Steven D. Walt () is a law professor at the University of Virginia School of Law. He teaches courses on contracts, sales/commercial paper, legal philosophy, bankruptcy and secured transactions.

Biography
Walt graduated cum laude with a B.A. from Kalamazoo College in 1976. Walt also holds an M.A. and Ph.D. in philosophy from the University of Chicago (received in 1978 and 1984, respectively).

He earned his J.D. from Yale Law School in 1988 and was an associate professor at the University of San Diego for three years. He joined the University of Virginia School of Law faculty after visiting for one year as a professor of law from the University of San Diego. He is currently the Percy Brown, Jr., Professor of Law and John V. Ray Research Professor of Law at the University of Virginia School of Law.

▸ Set task 1
Decide whether each statement below agrees with the profile of law professor Steven D. Walt, answering yes or no and quoting the exact words of the profile that settle it. (a) Walt earned his J.D. from Yale Law School in 1988. (b) Walt received his Ph.D. in philosophy in 1978. (c) Walt was an associate professor at the University of San Diego for five years.

▸ Provided data
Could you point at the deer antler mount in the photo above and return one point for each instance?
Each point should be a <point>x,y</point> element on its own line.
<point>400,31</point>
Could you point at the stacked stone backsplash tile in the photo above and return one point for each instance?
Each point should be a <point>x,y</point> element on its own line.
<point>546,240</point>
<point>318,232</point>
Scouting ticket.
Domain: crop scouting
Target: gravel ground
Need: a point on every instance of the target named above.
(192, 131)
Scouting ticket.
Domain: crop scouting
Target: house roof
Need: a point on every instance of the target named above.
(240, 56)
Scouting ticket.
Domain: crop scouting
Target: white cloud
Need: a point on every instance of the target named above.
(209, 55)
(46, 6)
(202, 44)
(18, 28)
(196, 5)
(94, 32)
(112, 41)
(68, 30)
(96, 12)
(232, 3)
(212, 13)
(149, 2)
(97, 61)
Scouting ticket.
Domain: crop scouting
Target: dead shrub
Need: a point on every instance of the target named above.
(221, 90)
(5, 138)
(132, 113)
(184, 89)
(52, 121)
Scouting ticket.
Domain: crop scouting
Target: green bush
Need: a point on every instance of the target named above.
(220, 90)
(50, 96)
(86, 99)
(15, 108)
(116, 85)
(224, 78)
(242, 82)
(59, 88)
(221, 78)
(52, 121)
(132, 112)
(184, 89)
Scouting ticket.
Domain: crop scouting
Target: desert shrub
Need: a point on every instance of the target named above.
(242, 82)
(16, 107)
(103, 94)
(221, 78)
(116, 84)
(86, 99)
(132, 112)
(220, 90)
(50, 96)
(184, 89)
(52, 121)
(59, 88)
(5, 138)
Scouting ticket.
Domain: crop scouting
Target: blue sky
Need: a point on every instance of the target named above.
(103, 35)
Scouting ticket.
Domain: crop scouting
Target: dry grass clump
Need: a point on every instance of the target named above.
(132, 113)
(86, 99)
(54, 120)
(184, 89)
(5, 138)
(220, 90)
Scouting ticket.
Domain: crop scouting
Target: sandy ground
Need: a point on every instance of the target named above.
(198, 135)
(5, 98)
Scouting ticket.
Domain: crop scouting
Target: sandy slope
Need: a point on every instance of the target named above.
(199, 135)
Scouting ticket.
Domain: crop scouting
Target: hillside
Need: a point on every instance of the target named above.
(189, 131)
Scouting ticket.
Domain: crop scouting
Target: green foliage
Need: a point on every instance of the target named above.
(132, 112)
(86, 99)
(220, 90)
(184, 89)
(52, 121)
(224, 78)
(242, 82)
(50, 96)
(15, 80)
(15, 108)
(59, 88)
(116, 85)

▸ Set task 2
List every line of the entries that contains the word "green", where case counts.

▸ Correct output 1
(a) Yes: "He earned his J.D. from Yale Law School in 1988"
(b) No: "an M.A. and Ph.D. in philosophy from the University of Chicago (received in 1978 and 1984, respectively)"
(c) No: "was an associate professor at the University of San Diego for three years"

▸ Correct output 2
Target: green bush
Target: green foliage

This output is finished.